* **WHAT IS ASKED**
State how many lines of the data below contain the string "post". Give only the number.

§

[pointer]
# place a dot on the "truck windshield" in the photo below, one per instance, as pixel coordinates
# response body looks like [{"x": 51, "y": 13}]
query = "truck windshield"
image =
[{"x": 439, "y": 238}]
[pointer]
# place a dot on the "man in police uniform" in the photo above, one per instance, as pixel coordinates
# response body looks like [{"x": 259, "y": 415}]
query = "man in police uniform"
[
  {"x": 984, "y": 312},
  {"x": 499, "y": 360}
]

§

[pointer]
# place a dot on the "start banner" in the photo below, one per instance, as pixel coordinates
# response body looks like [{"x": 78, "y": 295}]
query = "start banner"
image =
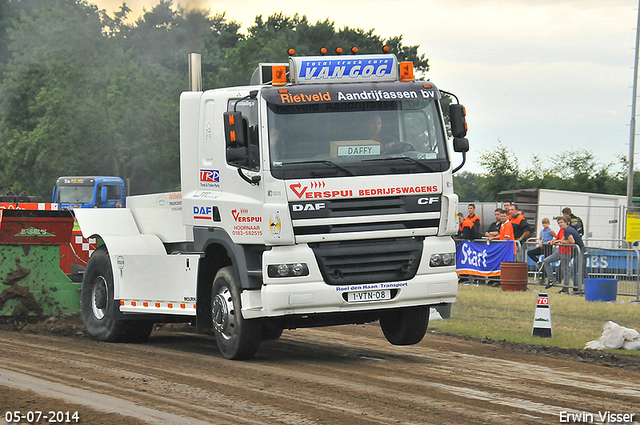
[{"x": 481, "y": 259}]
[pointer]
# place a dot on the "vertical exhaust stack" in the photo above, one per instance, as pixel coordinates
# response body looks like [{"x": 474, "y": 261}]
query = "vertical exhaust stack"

§

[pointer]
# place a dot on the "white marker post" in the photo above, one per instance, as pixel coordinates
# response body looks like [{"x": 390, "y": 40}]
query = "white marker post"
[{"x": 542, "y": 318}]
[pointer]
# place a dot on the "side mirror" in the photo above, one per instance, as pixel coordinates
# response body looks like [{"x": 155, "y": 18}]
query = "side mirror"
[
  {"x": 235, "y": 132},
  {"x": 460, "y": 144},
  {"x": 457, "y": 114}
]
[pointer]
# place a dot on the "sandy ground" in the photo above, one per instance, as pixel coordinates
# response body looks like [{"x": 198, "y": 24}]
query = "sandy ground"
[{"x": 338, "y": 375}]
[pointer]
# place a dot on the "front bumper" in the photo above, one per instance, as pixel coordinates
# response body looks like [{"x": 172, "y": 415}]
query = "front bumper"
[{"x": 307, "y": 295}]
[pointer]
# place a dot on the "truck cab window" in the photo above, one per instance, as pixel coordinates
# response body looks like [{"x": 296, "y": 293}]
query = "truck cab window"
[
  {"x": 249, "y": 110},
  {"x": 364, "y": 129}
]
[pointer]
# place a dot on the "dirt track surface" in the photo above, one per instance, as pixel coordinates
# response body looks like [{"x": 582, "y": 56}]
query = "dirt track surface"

§

* **REPLY TO THE EXERCISE**
2